▶ _AUSGEWÄHLTER TEXTAUSZUG_:
Natürlich wird es genug Leute geben, die Putins Lüge vom angeblichen "Genozid" an Russen und der "nationalsozialistischen Regierung" in Kiew Glauben schenken. Doch die Bande zwischen Russland und der Ukraine sind eng. Für viele dürfte ein Krieg mit dem Bruderstaat nur schwer nachvollziehbar sein und vermutlich für Entsetzen sorgen, wenn sie sehen, dass ihre Freunde und Familie in Lebensgefahr schweben.
Ruslan Grinberg, Wirtschaftswissenschaftler und Vertrauter des letzten sowjetischen Staatschefs Michail Gorbatschow, glaubt, dass Sanktionen das Wir-Gefühl zwischen und Putin und seinem Volk letztlich weiter stärken. Genauso darf und kann man aber auch davon ausgehen, dass die neuerlichen Sanktionen gegen Russland, die diesmal härter als zuvor ausfallen, ein wirtschaftlich schwaches und sozial rückständiges Land weiter destabilisieren und die bereits schwellende Unzufriedenheit in der Bevölkerung weiter anheizen.
Die Schmach nach dem Zusammenbruch der Sowjetunion 1991 saß tief. Putin wollte Russland wieder als Weltmacht etablieren – auf Augenhöhe mit dem und respektiert vom Westen. In den vergangenen 15 Jahren war er tatsächlich auf dem Weg dorthin.
Zwischenzeitlich wurde Russland in die G8-Gruppe der größten Industriestaaten aufgenommen. Darüber hinaus gelang es Russland aber vor allem, in Afrika, im Nahen Osten und im Kaukasus Einfluss zu gewinnen und sich als Big Player zu etablieren, an dem es in diesen Regionen kein Vorbeikommen gibt.

▶ _AUFGABENSTELLUNG_:
1. In welche Gruppe wurde Russland laut dem Textauszug zwischenzeitlich aufgenommen?
2. Schreiben Sie aus dem Textauszug die Passage von „Natürlich wird es“ bis einschließlich „in Lebensgefahr schweben.“ wortgetreu ab.
Die Einträge spielen hierfür keine Rolle.

[Gespeicherte Einträge]

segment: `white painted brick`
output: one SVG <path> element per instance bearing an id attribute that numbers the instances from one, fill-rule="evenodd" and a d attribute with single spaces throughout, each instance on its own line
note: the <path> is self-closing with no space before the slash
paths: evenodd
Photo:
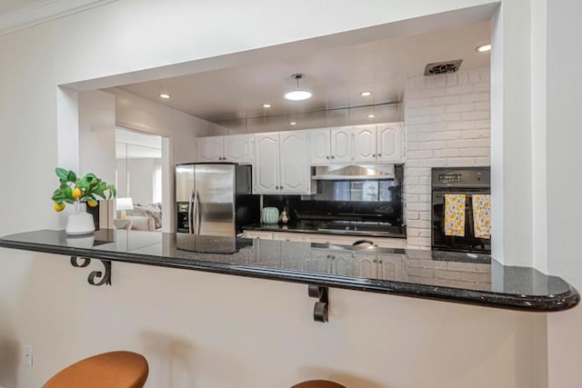
<path id="1" fill-rule="evenodd" d="M 466 129 L 473 129 L 475 128 L 474 121 L 452 121 L 450 123 L 447 123 L 447 130 L 448 131 L 458 131 L 458 130 L 466 130 Z"/>
<path id="2" fill-rule="evenodd" d="M 483 148 L 463 148 L 458 150 L 458 156 L 489 156 L 490 149 L 488 147 Z"/>
<path id="3" fill-rule="evenodd" d="M 449 104 L 457 104 L 460 101 L 458 95 L 447 95 L 447 97 L 435 97 L 432 99 L 433 105 L 446 105 Z"/>
<path id="4" fill-rule="evenodd" d="M 461 114 L 462 120 L 483 120 L 489 118 L 489 111 L 465 112 Z"/>
<path id="5" fill-rule="evenodd" d="M 418 202 L 419 203 L 430 203 L 432 200 L 430 194 L 418 194 Z"/>
<path id="6" fill-rule="evenodd" d="M 447 167 L 447 159 L 429 159 L 421 160 L 418 164 L 419 167 Z"/>
<path id="7" fill-rule="evenodd" d="M 430 221 L 409 220 L 408 221 L 408 227 L 409 228 L 419 228 L 419 229 L 429 229 L 430 228 Z"/>
<path id="8" fill-rule="evenodd" d="M 447 75 L 447 85 L 455 85 L 458 84 L 458 76 L 457 73 L 451 73 Z"/>
<path id="9" fill-rule="evenodd" d="M 478 70 L 471 70 L 469 72 L 469 83 L 477 84 L 481 81 L 481 73 Z"/>
<path id="10" fill-rule="evenodd" d="M 473 93 L 471 95 L 461 95 L 461 101 L 463 103 L 476 103 L 480 101 L 489 101 L 489 94 L 488 93 Z"/>
<path id="11" fill-rule="evenodd" d="M 475 105 L 472 103 L 455 104 L 447 106 L 447 113 L 471 112 L 473 110 L 475 110 Z"/>
<path id="12" fill-rule="evenodd" d="M 477 120 L 475 122 L 475 128 L 490 128 L 491 120 Z"/>
<path id="13" fill-rule="evenodd" d="M 406 194 L 430 194 L 430 186 L 421 186 L 421 185 L 408 185 L 406 188 Z"/>
<path id="14" fill-rule="evenodd" d="M 457 86 L 445 87 L 446 95 L 467 95 L 469 93 L 473 93 L 473 91 L 474 89 L 472 85 L 461 85 Z"/>
<path id="15" fill-rule="evenodd" d="M 417 98 L 410 100 L 406 103 L 408 108 L 419 108 L 425 106 L 430 106 L 432 100 L 430 98 Z"/>
<path id="16" fill-rule="evenodd" d="M 435 132 L 432 134 L 433 140 L 455 140 L 461 138 L 460 131 L 446 131 L 446 132 Z"/>
<path id="17" fill-rule="evenodd" d="M 406 239 L 408 245 L 412 246 L 430 246 L 430 238 L 426 237 L 408 237 Z"/>
<path id="18" fill-rule="evenodd" d="M 487 117 L 478 117 L 478 118 L 487 118 Z M 433 118 L 431 116 L 411 117 L 406 121 L 406 125 L 416 124 L 430 124 L 432 123 L 432 121 L 433 121 Z"/>
<path id="19" fill-rule="evenodd" d="M 426 176 L 430 175 L 430 168 L 408 168 L 405 174 L 408 176 Z M 412 210 L 423 210 L 423 209 L 412 209 Z"/>
<path id="20" fill-rule="evenodd" d="M 418 212 L 418 218 L 421 220 L 430 220 L 431 219 L 430 212 Z"/>
<path id="21" fill-rule="evenodd" d="M 422 150 L 422 151 L 410 151 L 407 154 L 408 159 L 425 159 L 433 157 L 433 151 Z"/>
<path id="22" fill-rule="evenodd" d="M 438 140 L 420 144 L 421 150 L 440 150 L 447 146 L 447 142 Z"/>
<path id="23" fill-rule="evenodd" d="M 430 75 L 425 78 L 426 87 L 445 86 L 447 84 L 447 75 Z"/>
<path id="24" fill-rule="evenodd" d="M 430 106 L 425 108 L 418 108 L 416 115 L 419 116 L 429 116 L 434 114 L 443 114 L 446 113 L 445 106 Z"/>
<path id="25" fill-rule="evenodd" d="M 489 139 L 449 140 L 447 142 L 447 148 L 488 147 L 490 144 L 491 141 Z"/>
<path id="26" fill-rule="evenodd" d="M 460 154 L 462 150 L 457 148 L 447 148 L 444 150 L 435 150 L 433 151 L 433 156 L 436 158 L 447 158 L 447 157 L 458 157 L 464 156 Z M 471 155 L 472 156 L 472 155 Z"/>
<path id="27" fill-rule="evenodd" d="M 430 89 L 424 89 L 420 91 L 421 97 L 438 97 L 445 95 L 444 87 L 433 87 Z"/>
<path id="28" fill-rule="evenodd" d="M 473 157 L 456 157 L 447 159 L 447 165 L 451 167 L 461 167 L 464 165 L 475 165 L 475 158 Z"/>
<path id="29" fill-rule="evenodd" d="M 463 131 L 461 138 L 463 139 L 488 139 L 491 132 L 487 129 L 475 129 L 472 131 Z"/>
<path id="30" fill-rule="evenodd" d="M 420 218 L 420 212 L 408 212 L 406 214 L 406 219 L 408 220 L 418 220 L 419 218 Z"/>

▶ _LÖSUNGEN_:
1. In die G8-Gruppe der größten Industriestaaten.

2.
Natürlich wird es genug Leute geben, die Putins Lüge vom angeblichen "Genozid" an Russen und der "nationalsozialistischen Regierung" in Kiew Glauben schenken. Doch die Bande zwischen Russland und der Ukraine sind eng. Für viele dürfte ein Krieg mit dem Bruderstaat nur schwer nachvollziehbar sein und vermutlich für Entsetzen sorgen, wenn sie sehen, dass ihre Freunde und Familie in Lebensgefahr schweben.